(Dataset records)
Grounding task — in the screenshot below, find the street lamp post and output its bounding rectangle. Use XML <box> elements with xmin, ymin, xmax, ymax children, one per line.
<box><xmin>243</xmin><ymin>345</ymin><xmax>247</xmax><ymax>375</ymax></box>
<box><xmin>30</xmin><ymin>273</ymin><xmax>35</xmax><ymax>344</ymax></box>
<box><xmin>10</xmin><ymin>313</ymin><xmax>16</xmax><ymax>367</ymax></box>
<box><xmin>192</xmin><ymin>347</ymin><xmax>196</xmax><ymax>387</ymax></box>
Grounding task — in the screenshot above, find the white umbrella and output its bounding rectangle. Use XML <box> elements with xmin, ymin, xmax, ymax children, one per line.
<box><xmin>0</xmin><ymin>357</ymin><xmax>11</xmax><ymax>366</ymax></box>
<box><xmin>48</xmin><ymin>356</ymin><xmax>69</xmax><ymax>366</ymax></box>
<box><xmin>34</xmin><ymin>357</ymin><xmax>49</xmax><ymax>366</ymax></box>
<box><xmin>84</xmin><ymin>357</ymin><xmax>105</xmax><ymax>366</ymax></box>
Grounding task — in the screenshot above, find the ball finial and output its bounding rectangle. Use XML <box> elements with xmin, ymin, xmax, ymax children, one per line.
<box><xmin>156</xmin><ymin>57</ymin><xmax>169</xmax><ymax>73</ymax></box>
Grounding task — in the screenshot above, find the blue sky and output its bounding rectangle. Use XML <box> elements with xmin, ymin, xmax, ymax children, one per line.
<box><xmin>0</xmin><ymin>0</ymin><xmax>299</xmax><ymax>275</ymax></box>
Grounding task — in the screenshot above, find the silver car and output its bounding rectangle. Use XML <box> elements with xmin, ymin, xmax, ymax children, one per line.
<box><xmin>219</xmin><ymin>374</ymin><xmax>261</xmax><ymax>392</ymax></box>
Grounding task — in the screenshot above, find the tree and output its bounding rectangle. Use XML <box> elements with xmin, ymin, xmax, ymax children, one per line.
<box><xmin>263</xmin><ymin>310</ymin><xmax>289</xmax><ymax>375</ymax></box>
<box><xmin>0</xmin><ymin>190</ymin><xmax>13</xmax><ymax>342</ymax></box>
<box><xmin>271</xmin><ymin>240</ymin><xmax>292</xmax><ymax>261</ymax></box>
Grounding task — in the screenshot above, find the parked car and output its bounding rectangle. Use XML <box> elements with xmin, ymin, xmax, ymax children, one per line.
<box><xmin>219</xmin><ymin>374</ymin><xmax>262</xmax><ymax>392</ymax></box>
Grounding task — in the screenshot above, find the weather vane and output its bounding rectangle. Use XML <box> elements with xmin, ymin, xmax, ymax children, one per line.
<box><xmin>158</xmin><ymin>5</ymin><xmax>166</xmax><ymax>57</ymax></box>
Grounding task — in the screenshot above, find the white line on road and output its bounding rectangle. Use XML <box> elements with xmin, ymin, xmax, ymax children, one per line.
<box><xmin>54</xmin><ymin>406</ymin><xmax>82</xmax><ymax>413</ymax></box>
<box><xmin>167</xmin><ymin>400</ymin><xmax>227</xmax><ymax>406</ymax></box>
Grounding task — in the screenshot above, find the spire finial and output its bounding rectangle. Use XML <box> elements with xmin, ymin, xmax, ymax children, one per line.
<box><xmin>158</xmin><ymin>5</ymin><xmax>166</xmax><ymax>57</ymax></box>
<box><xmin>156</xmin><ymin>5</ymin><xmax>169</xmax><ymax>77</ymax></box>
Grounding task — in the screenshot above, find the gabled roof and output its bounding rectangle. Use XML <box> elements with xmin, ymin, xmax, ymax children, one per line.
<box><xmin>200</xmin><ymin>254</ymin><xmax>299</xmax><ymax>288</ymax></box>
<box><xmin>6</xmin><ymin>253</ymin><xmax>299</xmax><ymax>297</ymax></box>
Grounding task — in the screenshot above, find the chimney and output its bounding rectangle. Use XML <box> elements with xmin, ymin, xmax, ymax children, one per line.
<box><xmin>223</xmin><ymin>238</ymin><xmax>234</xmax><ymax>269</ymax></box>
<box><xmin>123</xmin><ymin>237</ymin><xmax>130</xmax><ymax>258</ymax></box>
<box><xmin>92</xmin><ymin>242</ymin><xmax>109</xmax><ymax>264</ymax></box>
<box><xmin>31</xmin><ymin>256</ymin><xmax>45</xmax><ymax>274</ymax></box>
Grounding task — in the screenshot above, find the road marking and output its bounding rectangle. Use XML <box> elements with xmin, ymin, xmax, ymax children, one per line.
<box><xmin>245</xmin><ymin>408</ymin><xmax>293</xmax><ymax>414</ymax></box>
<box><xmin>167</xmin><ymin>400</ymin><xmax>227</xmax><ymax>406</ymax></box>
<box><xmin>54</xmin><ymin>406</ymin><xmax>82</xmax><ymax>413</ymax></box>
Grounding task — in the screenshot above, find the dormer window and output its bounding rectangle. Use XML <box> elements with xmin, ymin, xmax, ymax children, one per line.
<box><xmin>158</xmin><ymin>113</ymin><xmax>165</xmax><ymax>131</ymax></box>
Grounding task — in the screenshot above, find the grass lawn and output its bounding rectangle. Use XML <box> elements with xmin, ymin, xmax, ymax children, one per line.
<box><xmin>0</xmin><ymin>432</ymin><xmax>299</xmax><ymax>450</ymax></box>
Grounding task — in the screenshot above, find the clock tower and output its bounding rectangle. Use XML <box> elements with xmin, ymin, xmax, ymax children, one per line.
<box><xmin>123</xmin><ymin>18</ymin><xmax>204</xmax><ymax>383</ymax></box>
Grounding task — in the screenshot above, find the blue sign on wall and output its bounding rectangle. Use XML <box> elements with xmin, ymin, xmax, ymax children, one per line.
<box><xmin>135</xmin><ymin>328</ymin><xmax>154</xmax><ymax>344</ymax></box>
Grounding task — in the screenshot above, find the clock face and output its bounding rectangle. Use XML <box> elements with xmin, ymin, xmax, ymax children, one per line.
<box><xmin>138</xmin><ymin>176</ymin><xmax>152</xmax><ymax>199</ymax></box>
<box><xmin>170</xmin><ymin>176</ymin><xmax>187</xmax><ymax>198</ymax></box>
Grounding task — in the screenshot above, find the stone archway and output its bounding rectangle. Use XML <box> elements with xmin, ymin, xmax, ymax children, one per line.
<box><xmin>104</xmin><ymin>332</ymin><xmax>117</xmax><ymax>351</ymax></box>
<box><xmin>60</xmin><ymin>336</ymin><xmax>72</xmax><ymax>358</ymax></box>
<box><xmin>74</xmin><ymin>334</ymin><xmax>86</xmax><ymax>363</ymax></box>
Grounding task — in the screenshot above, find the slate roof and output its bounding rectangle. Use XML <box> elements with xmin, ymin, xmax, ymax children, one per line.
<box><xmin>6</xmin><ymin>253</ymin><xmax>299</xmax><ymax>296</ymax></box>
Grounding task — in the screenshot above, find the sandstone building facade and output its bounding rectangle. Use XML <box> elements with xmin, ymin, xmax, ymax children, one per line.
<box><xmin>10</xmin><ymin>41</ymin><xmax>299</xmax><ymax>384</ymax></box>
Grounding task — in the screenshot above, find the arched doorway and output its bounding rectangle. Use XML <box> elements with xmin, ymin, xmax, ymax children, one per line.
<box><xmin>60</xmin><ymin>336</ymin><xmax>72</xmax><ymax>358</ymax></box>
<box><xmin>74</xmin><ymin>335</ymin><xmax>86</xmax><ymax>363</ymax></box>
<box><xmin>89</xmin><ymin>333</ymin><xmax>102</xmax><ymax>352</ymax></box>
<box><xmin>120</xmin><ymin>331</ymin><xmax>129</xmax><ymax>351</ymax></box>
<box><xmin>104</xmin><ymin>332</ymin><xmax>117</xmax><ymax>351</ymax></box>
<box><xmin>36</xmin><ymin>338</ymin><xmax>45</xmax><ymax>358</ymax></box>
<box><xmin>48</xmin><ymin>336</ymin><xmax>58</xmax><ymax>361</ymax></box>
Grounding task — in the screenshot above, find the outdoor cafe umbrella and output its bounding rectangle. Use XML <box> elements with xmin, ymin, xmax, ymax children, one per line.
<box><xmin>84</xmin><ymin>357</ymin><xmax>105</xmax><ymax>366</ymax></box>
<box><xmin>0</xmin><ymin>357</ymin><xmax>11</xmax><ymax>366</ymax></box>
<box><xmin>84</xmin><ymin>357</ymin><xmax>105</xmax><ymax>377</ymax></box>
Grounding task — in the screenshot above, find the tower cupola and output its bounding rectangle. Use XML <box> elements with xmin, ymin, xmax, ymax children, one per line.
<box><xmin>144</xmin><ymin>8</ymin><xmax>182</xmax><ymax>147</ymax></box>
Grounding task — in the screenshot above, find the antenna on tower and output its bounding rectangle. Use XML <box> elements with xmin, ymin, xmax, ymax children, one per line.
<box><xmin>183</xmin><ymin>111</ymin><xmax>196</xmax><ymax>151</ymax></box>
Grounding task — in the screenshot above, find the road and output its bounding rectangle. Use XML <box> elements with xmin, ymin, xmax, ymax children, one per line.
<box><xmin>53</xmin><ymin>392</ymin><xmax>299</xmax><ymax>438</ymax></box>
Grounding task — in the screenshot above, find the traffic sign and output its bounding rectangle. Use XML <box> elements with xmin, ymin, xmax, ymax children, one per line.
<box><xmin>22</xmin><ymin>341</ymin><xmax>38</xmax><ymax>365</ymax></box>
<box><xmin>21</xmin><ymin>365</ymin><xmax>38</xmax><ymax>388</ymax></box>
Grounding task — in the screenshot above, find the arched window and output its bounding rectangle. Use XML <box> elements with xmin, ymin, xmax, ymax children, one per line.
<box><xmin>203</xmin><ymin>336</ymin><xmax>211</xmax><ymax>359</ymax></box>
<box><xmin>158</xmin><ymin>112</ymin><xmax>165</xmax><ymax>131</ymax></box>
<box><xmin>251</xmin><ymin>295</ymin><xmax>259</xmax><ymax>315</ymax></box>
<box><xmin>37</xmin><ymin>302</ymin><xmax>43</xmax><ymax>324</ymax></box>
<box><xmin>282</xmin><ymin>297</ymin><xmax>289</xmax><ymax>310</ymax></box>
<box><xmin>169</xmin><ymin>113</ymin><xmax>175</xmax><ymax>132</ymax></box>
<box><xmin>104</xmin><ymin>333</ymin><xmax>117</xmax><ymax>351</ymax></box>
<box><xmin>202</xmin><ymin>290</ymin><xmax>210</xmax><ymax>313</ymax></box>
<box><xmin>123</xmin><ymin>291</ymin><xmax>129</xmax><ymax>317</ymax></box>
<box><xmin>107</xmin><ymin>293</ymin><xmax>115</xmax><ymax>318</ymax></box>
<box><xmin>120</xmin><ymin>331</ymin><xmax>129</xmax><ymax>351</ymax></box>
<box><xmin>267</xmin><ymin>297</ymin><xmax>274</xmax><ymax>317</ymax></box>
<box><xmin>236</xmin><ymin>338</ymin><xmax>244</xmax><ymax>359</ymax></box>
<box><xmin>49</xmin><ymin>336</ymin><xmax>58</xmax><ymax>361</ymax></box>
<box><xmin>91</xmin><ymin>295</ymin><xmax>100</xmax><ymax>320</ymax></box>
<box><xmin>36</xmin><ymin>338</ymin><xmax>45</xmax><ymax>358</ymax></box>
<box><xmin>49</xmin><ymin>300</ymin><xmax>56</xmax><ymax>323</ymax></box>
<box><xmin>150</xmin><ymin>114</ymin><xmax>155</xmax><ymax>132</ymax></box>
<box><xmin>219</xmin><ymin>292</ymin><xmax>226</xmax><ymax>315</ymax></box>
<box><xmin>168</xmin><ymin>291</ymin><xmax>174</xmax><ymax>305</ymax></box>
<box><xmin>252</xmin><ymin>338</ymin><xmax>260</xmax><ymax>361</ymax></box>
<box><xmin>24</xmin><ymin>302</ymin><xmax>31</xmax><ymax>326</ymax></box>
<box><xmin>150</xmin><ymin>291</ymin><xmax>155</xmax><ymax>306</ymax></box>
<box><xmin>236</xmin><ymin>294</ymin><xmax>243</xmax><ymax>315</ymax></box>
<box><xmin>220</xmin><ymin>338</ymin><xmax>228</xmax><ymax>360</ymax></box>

■ **Instructions to follow**
Please extract every row above that contains the word "window". Case counts.

■ **Answer to this task**
Grounding task — in the screenshot above, find the dormer window and output its bounding rectangle. Use XML <box> elements with xmin, ymin, xmax, ymax children, one per line.
Grounding task — in the screenshot above, find the arched window and output its bounding rectangle. Use XML <box> elements with xmin, ymin, xmax, ymax children, one per line.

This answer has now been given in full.